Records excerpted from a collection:
»»

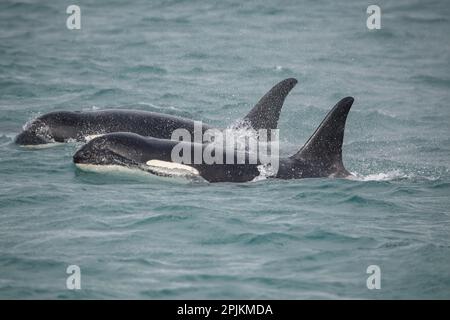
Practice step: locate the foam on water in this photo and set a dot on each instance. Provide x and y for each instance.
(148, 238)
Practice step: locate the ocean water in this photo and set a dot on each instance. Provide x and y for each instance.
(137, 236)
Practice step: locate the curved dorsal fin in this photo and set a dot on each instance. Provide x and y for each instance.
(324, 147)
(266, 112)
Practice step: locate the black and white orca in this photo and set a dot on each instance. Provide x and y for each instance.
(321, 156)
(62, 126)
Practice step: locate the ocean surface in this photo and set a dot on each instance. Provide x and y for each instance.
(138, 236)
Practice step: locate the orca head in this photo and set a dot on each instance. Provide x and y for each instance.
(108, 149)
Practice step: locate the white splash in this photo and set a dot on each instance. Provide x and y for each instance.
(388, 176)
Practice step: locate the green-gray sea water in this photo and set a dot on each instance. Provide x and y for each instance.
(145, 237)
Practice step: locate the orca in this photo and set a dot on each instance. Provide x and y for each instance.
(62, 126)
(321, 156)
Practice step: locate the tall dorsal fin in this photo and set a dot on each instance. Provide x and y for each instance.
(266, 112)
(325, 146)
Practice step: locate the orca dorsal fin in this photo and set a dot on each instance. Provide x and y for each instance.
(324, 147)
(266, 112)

««
»»

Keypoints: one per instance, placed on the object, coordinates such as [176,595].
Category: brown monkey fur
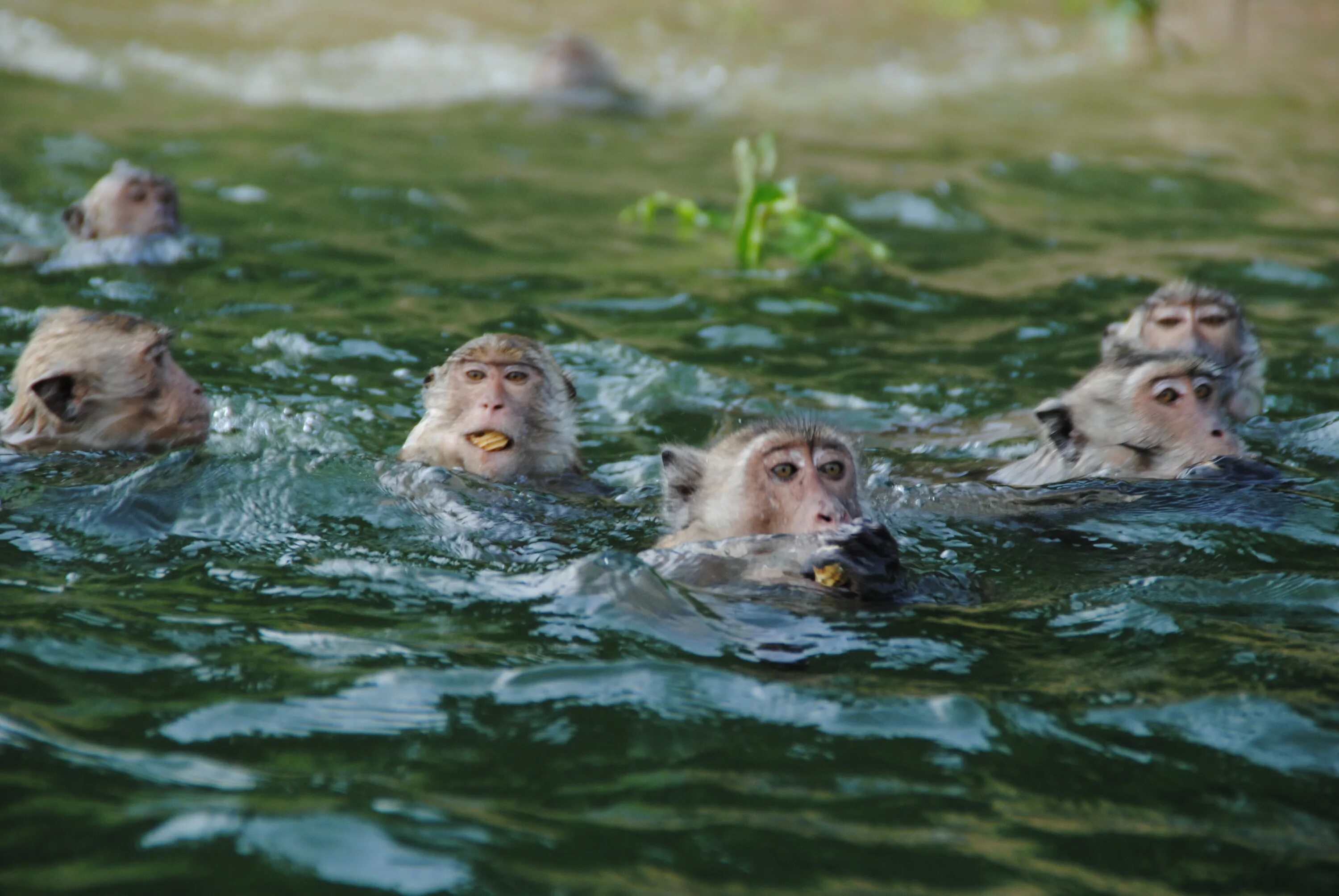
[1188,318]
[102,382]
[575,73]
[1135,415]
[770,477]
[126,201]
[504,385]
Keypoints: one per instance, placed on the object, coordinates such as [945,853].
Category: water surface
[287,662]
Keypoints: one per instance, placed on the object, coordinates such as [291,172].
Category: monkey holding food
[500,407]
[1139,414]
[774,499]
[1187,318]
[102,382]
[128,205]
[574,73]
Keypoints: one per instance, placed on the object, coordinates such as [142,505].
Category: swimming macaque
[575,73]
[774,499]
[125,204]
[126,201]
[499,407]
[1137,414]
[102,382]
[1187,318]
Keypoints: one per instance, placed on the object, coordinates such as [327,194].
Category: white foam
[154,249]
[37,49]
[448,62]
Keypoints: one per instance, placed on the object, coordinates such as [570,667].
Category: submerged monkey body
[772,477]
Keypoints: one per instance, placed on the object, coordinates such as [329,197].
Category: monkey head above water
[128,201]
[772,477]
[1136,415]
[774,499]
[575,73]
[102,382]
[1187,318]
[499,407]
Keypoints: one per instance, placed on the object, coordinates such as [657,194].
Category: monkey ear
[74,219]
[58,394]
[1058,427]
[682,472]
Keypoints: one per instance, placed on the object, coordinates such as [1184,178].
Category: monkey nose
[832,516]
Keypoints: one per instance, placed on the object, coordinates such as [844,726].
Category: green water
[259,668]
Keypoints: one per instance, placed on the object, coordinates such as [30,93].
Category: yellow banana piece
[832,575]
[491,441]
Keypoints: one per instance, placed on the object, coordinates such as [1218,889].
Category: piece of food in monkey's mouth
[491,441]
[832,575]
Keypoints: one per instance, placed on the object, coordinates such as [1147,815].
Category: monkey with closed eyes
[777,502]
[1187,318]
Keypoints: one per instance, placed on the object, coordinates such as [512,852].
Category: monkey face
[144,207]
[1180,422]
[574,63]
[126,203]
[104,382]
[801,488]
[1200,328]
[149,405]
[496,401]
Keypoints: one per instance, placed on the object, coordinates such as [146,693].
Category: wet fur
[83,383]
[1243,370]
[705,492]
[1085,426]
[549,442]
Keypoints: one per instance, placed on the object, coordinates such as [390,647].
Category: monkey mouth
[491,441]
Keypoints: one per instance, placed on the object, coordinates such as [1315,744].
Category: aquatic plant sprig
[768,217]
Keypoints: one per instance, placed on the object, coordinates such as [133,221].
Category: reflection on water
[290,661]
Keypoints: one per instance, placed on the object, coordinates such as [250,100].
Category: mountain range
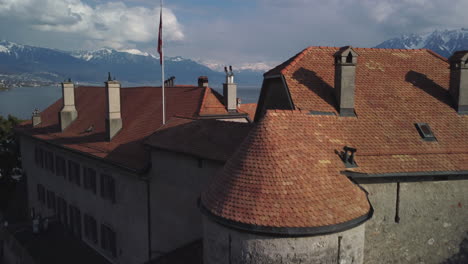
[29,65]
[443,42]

««

WHAT TO DO: Please collect every line of the material above that contains the string "foam".

SOLVED PROBLEM:
Practice step: locate the foam on water in this photo and set a dot on each instance. Provide x and y for each instance.
Category: white foam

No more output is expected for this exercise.